§ **DOCUMENT EXCERPT**:
[Start of Attachment]

Moderation Categories Definition

The following definitions were used for the moderation categories:

  1. Adult: Explicit descriptions, references, or portrayals of sexual acts or behavior intended to evoke sexual arousal.

  2. Toxic: Harmful language that insults, demeans, or degrades in a general way, not necessarily aimed at a specific person. This includes any language intended to cause emotional harm.

  3. Violent: Language that incites or glorifies physical harm or injury.

  4. Profanity: Use of strong or offensive swear words.

  5. Self-Harm: References that encourage or normalize self-injurious behavior.

  6. Harassment: Targeted abuse that insults or degrades a specific person or group, focusing on personal traits or beliefs.

  7. Hate Speech: Language that demonizes or incites harm toward a group or individual based on inherent traits, often calling for violence or systemic discrimination.

  8. Drugs Usage: References, descriptions, or endorsements of the use, abuse, or distribution of drugs in a harmful context, including illegal substances or the misuse of legal drugs.

  9. Firearms: Content discussing the use, possession, or distribution of guns and other weapons, especially when such discussions could promote or cause violence or unsafe practices.

  10. Cybersecurity: Content related to computer security, including discussions on hacking, data breaches, and measures to hack digital systems or gain unauthorized access.

[End of Attachment]

§ **RECORDED INFORMATION**:
[Start of Attachment]

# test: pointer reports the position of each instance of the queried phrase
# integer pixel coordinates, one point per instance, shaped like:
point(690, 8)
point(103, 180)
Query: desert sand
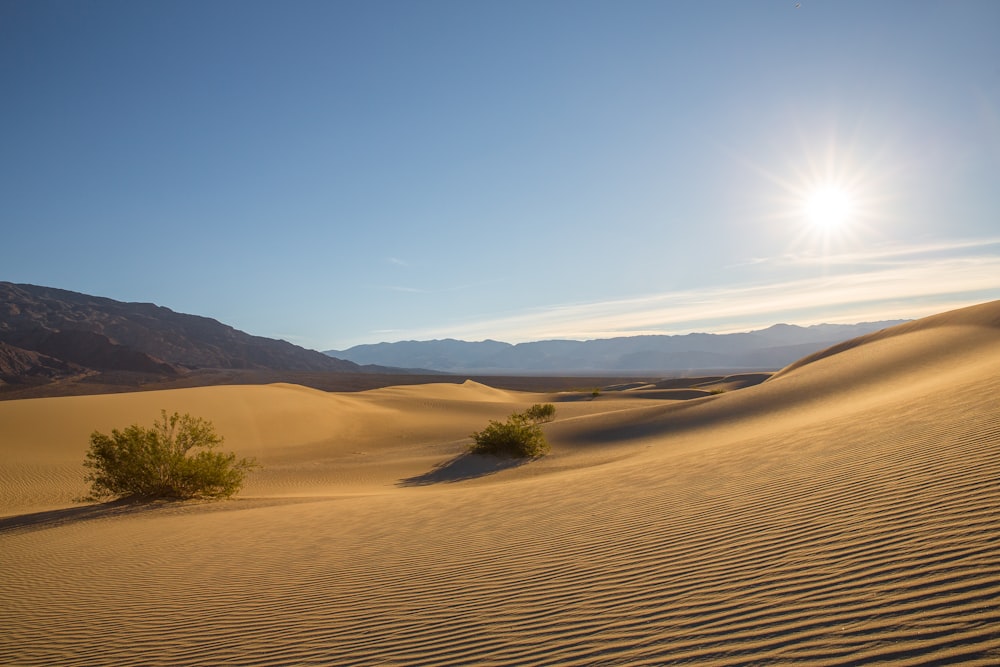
point(846, 511)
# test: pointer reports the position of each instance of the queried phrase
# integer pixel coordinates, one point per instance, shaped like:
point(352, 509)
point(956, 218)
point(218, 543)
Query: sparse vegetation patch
point(520, 436)
point(158, 462)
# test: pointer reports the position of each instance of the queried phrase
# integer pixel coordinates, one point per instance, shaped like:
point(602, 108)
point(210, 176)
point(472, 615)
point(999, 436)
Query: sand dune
point(846, 511)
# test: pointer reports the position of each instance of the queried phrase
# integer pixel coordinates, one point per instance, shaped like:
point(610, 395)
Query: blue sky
point(335, 173)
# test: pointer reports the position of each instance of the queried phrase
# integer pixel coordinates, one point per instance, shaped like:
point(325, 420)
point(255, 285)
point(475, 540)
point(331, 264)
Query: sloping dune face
point(846, 511)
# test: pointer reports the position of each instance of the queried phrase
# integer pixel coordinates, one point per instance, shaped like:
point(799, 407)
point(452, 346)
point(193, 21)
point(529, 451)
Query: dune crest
point(844, 512)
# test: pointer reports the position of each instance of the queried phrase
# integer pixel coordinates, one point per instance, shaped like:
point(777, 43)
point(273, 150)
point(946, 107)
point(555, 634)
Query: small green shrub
point(518, 437)
point(155, 462)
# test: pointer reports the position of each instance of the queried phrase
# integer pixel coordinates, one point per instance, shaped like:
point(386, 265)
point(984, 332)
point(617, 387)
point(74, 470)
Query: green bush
point(157, 462)
point(518, 437)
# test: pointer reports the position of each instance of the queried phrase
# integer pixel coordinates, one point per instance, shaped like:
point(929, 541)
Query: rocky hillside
point(48, 333)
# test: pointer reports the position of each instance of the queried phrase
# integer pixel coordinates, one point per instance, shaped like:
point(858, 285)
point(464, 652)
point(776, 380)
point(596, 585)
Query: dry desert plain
point(846, 511)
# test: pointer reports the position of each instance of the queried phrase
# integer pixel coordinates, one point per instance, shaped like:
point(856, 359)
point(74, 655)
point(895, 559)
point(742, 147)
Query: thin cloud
point(886, 288)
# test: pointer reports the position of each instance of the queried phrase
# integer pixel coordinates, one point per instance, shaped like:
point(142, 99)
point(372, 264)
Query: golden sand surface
point(846, 511)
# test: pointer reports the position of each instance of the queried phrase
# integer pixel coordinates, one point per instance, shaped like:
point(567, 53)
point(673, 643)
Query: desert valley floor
point(845, 512)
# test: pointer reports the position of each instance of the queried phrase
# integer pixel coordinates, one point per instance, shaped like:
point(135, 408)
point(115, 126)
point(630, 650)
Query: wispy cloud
point(891, 283)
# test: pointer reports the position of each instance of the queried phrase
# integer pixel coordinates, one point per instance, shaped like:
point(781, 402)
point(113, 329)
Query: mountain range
point(765, 349)
point(49, 334)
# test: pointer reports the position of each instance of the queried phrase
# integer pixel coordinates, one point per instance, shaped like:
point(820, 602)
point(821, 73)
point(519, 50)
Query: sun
point(828, 207)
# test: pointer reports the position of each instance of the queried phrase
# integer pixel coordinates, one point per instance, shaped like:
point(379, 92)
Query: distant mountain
point(48, 333)
point(769, 348)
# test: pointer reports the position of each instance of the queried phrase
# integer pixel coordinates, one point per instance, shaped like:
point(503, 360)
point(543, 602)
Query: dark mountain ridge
point(49, 333)
point(765, 349)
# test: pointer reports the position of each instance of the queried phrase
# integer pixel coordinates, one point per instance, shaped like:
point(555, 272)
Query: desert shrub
point(519, 437)
point(157, 462)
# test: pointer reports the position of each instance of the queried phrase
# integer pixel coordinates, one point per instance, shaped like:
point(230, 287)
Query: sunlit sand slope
point(847, 511)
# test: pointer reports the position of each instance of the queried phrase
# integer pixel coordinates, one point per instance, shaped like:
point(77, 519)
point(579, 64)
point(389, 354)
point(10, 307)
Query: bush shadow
point(71, 515)
point(462, 467)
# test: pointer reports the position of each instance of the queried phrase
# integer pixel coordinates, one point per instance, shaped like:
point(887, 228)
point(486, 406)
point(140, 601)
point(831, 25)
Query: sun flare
point(828, 207)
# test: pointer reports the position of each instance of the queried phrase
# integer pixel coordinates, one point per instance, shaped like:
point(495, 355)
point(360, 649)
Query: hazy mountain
point(769, 348)
point(47, 333)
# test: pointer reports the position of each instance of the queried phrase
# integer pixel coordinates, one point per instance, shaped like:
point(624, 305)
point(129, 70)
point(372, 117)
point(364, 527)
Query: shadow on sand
point(462, 467)
point(70, 515)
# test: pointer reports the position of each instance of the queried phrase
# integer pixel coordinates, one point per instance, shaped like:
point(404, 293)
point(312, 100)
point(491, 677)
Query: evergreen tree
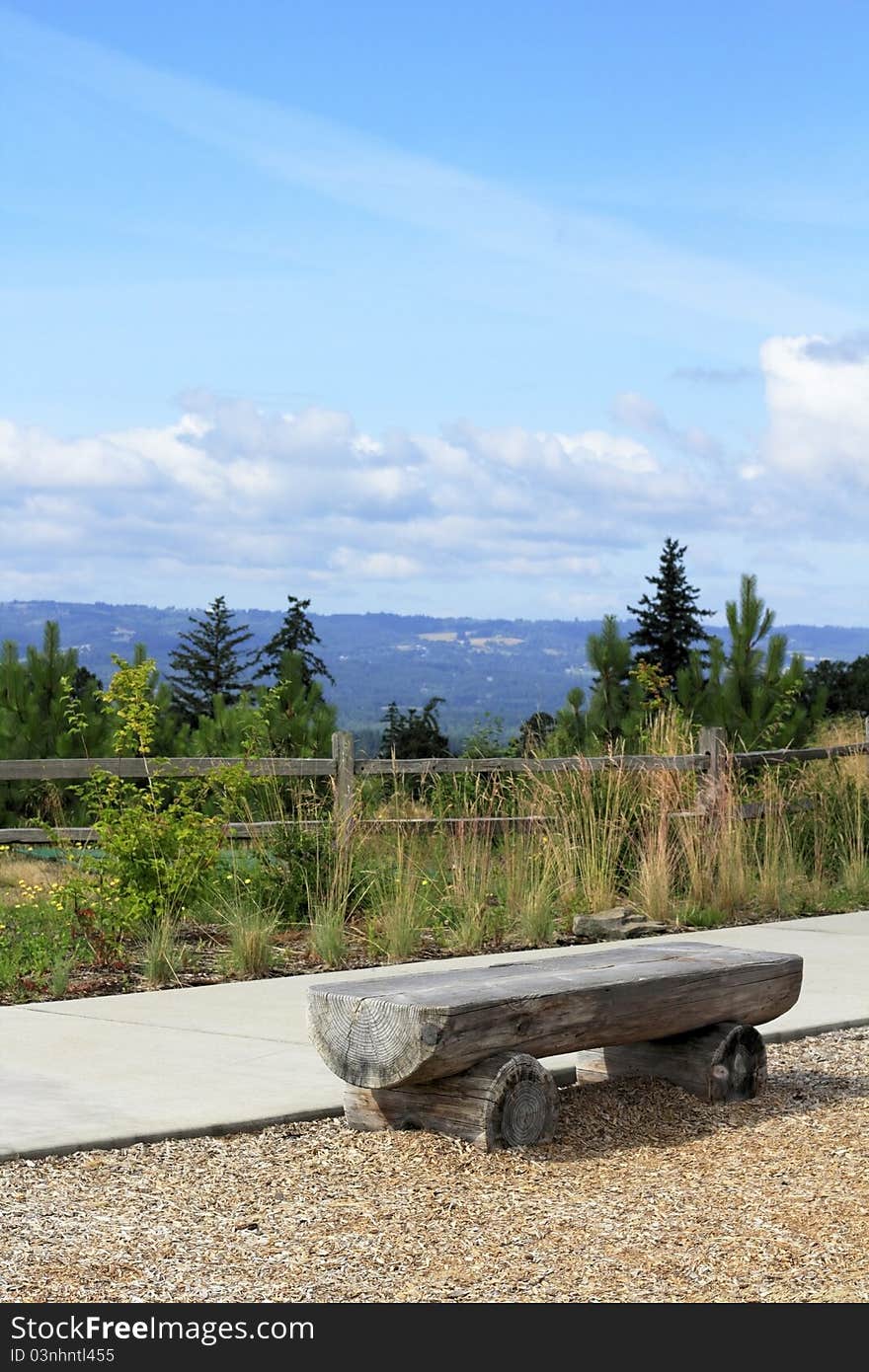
point(534, 732)
point(615, 704)
point(34, 703)
point(298, 720)
point(669, 622)
point(570, 728)
point(39, 696)
point(749, 689)
point(295, 636)
point(414, 732)
point(207, 663)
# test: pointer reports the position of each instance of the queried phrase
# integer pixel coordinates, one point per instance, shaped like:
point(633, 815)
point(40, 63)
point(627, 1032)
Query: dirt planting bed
point(646, 1195)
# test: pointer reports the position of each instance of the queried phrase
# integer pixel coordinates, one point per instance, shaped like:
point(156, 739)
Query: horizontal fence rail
point(344, 767)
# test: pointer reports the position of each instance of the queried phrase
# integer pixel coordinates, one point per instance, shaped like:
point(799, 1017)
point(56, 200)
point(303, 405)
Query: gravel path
point(644, 1195)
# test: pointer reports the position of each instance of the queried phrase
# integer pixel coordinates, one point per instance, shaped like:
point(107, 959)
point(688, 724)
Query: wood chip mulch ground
point(644, 1195)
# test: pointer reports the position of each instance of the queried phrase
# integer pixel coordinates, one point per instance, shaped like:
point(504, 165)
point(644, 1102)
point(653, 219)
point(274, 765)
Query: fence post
point(344, 759)
point(713, 742)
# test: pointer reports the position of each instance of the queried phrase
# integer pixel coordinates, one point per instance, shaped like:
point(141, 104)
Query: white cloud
point(817, 394)
point(234, 495)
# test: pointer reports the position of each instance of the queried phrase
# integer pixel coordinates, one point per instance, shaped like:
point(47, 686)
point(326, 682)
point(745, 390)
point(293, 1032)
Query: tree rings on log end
point(509, 1101)
point(721, 1062)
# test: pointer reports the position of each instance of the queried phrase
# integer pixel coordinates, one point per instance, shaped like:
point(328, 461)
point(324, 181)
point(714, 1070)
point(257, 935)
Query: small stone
point(619, 922)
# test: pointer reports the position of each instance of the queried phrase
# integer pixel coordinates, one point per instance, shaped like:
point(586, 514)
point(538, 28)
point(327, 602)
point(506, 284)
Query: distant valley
point(497, 667)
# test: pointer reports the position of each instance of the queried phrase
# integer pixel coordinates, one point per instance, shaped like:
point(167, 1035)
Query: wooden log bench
point(456, 1051)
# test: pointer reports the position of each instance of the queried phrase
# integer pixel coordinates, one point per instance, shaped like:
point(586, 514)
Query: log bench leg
point(507, 1101)
point(721, 1062)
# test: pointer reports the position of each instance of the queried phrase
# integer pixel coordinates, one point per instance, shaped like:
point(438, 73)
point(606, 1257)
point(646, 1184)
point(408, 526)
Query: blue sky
point(454, 309)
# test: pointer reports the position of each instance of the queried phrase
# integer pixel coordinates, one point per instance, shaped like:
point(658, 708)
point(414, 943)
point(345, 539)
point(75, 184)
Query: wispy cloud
point(250, 499)
point(356, 169)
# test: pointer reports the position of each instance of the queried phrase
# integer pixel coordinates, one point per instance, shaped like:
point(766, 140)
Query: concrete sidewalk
point(211, 1059)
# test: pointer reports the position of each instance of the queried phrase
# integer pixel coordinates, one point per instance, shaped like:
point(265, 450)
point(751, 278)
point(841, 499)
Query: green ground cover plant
point(168, 900)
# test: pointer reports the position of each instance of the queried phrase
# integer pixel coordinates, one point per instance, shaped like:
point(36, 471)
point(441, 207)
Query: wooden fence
point(344, 767)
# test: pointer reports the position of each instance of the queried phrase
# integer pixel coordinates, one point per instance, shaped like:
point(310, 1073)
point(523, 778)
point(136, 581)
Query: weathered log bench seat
point(456, 1051)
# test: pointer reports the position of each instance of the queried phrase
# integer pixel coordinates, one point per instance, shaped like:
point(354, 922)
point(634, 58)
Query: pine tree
point(749, 689)
point(295, 636)
point(570, 728)
point(615, 704)
point(207, 663)
point(669, 622)
point(414, 732)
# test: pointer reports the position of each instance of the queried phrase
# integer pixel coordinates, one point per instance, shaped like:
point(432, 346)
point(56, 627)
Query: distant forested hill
point(502, 667)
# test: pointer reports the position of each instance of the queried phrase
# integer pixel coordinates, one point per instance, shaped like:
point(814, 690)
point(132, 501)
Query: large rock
point(619, 922)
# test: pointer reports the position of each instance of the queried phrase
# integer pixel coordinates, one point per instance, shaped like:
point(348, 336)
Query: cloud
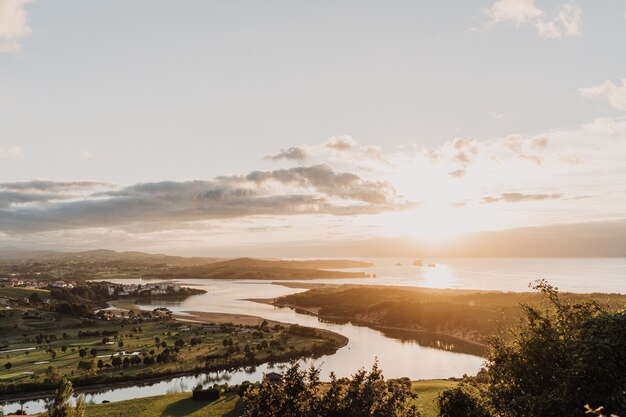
point(303, 190)
point(529, 149)
point(52, 186)
point(295, 153)
point(566, 23)
point(615, 94)
point(520, 197)
point(457, 173)
point(13, 24)
point(13, 198)
point(14, 152)
point(464, 149)
point(515, 11)
point(343, 143)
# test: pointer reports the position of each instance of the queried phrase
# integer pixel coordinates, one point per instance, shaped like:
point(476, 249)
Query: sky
point(222, 127)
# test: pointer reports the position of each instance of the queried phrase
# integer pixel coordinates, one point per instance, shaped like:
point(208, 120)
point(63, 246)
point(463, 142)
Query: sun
point(436, 223)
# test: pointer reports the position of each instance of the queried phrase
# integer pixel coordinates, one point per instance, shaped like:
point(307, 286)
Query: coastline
point(314, 311)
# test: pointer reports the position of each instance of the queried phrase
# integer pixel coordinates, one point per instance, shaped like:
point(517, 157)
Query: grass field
point(178, 405)
point(58, 351)
point(20, 292)
point(173, 405)
point(427, 392)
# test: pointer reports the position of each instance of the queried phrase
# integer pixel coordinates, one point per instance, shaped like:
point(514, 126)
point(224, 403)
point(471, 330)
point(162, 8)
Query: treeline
point(564, 361)
point(303, 394)
point(471, 315)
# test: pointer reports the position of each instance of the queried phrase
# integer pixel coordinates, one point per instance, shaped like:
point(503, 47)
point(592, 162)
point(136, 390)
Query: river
point(423, 356)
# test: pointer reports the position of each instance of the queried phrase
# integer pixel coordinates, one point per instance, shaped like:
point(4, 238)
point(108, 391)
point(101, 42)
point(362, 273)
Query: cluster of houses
point(34, 283)
point(137, 289)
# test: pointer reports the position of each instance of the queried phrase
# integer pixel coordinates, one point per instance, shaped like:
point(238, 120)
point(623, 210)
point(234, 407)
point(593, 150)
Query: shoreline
point(314, 311)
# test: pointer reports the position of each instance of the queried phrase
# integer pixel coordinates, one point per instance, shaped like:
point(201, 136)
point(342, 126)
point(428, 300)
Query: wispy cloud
point(14, 152)
point(614, 94)
point(520, 197)
point(566, 23)
point(295, 153)
point(13, 24)
point(315, 189)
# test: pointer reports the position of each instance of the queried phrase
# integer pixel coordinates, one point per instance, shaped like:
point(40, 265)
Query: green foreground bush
point(560, 360)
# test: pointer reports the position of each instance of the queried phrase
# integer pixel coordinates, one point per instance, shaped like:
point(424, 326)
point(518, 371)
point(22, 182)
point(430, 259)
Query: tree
point(301, 393)
point(564, 357)
point(61, 405)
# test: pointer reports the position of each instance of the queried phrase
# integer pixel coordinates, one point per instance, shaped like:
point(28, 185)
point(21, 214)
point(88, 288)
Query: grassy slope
point(469, 314)
point(19, 292)
point(181, 404)
point(427, 392)
point(24, 363)
point(172, 405)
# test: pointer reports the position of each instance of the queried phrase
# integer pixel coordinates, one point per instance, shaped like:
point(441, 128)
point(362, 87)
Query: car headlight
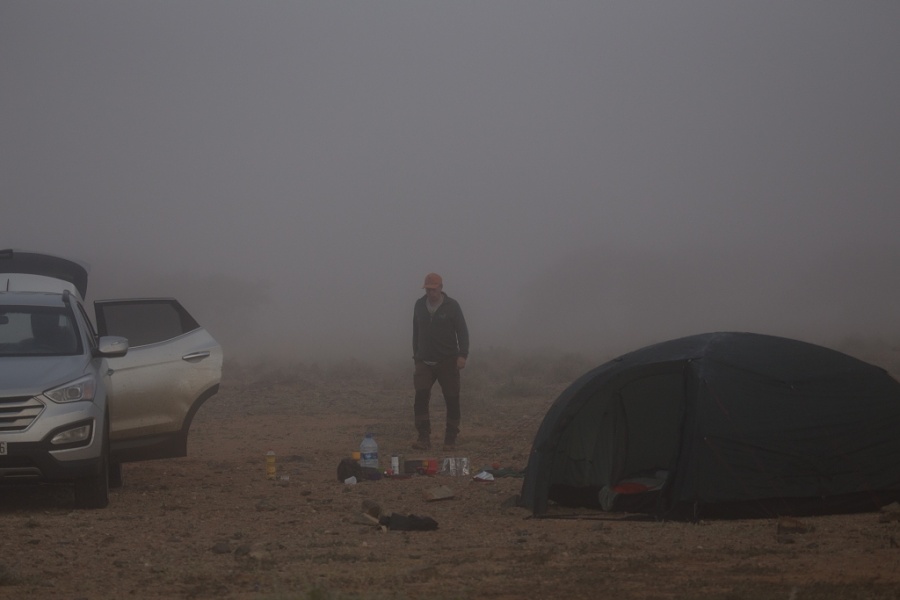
point(82, 388)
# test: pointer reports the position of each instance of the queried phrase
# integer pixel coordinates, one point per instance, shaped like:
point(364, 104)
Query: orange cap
point(433, 281)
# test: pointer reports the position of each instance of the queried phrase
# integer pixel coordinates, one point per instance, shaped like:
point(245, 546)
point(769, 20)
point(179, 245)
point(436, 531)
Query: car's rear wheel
point(93, 491)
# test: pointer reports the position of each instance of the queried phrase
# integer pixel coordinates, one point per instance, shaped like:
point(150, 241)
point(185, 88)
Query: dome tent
point(721, 424)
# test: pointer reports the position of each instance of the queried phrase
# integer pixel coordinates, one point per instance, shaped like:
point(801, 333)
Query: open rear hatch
point(33, 272)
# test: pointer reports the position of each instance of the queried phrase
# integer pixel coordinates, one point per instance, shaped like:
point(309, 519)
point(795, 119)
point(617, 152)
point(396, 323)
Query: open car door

[End of Attachment]

§ **WORK ITEM**:
In the moderation categories definition, which category covers the use of strong or offensive swear words?

§ **WRITTEN ANSWER**:
Profanity